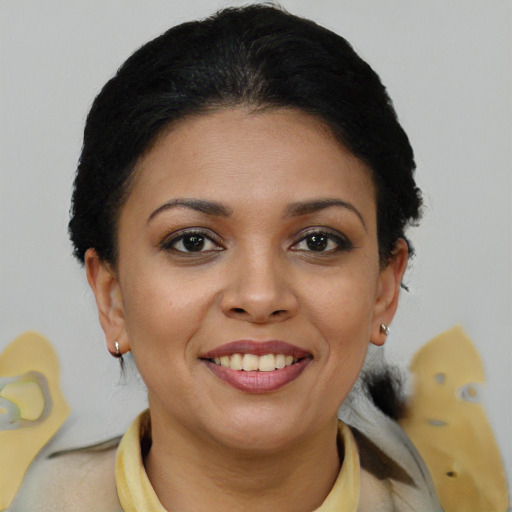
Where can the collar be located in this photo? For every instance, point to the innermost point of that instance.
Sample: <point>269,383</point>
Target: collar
<point>137,495</point>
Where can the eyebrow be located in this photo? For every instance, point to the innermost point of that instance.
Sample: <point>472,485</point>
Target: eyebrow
<point>316,205</point>
<point>199,205</point>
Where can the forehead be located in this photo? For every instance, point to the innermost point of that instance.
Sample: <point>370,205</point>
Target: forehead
<point>250,158</point>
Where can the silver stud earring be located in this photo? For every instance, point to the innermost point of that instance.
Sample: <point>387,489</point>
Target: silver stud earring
<point>384,329</point>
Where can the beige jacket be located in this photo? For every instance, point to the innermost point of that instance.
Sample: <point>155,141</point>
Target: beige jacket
<point>393,477</point>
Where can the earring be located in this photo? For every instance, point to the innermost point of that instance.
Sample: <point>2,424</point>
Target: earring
<point>384,329</point>
<point>117,354</point>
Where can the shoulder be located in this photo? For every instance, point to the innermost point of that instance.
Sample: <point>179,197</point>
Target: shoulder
<point>74,481</point>
<point>387,485</point>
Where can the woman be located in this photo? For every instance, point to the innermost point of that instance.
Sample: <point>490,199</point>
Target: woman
<point>240,207</point>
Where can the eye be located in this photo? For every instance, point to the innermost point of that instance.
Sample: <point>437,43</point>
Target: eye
<point>191,242</point>
<point>322,242</point>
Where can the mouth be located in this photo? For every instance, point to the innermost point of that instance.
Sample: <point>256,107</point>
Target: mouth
<point>257,367</point>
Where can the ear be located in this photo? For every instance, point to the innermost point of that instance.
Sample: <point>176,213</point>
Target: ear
<point>105,285</point>
<point>390,280</point>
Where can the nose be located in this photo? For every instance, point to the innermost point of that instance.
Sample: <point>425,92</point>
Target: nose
<point>258,289</point>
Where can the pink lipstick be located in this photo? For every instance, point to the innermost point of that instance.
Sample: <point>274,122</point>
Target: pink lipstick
<point>257,367</point>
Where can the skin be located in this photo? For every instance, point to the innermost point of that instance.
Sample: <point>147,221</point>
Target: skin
<point>216,447</point>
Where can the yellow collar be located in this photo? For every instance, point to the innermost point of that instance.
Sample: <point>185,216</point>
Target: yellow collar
<point>136,494</point>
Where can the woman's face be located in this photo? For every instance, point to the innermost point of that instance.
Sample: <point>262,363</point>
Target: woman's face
<point>248,283</point>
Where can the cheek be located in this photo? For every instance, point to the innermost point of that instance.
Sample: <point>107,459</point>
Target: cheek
<point>162,310</point>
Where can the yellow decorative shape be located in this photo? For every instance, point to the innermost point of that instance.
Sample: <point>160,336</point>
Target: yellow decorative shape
<point>30,367</point>
<point>448,425</point>
<point>28,396</point>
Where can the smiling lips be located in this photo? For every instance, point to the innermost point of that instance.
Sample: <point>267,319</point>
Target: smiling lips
<point>257,367</point>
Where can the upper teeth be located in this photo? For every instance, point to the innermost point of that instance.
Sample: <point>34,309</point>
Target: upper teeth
<point>248,362</point>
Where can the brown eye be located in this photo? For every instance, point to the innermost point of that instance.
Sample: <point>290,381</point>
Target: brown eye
<point>317,242</point>
<point>191,242</point>
<point>323,242</point>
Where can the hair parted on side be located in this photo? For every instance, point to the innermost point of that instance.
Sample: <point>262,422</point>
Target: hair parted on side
<point>258,57</point>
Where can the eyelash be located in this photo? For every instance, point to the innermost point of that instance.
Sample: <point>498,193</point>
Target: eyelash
<point>169,243</point>
<point>325,237</point>
<point>342,242</point>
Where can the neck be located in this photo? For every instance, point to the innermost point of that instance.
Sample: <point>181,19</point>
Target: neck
<point>199,475</point>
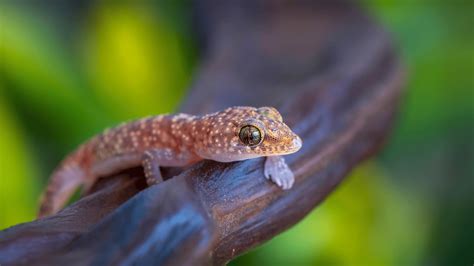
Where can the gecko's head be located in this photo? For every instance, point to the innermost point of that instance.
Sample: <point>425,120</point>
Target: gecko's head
<point>240,133</point>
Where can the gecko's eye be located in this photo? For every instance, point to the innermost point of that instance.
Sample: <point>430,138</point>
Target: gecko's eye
<point>250,135</point>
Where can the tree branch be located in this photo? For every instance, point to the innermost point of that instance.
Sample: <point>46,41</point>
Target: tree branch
<point>331,72</point>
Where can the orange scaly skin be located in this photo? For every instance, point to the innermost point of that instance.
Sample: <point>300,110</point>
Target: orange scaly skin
<point>237,133</point>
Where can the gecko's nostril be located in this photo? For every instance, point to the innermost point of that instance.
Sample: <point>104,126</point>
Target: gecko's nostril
<point>297,143</point>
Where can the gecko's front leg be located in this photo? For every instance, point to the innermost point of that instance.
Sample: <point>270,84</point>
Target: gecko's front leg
<point>153,159</point>
<point>279,172</point>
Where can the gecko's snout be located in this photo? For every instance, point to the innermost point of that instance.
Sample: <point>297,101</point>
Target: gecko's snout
<point>297,143</point>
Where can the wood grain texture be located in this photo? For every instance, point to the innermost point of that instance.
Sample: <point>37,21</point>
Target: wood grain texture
<point>332,73</point>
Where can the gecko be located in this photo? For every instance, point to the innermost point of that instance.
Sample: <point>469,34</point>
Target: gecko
<point>234,134</point>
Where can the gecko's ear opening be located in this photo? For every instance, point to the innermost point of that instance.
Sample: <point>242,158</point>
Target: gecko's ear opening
<point>271,113</point>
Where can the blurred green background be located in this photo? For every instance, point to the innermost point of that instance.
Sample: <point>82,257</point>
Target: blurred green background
<point>412,205</point>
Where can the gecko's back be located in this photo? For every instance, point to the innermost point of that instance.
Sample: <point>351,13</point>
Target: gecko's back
<point>113,150</point>
<point>237,133</point>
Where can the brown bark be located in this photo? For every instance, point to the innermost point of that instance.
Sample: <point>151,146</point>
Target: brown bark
<point>333,74</point>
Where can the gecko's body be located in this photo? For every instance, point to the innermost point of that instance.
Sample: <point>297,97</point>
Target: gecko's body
<point>235,134</point>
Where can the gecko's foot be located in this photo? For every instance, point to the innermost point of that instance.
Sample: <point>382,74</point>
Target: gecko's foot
<point>278,171</point>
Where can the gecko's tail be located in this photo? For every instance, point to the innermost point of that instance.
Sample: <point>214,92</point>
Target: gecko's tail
<point>63,183</point>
━━━━━━━━━━━━━━━━━━━━
▶ [DIRECTION] Copy the listing again, starting with the line that contains "Where can the forehead" and going on through the line that contains "<point>250,158</point>", and include the requests. Offset every answer coordinate by adding 113 to each number, but leave the requests and their sample coordinates unchanged.

▶ [COMPLETE RESPONSE]
Where can the forehead be located in this photo? For every instance, point to the innermost point of that instance.
Sample: <point>370,205</point>
Target: forehead
<point>363,271</point>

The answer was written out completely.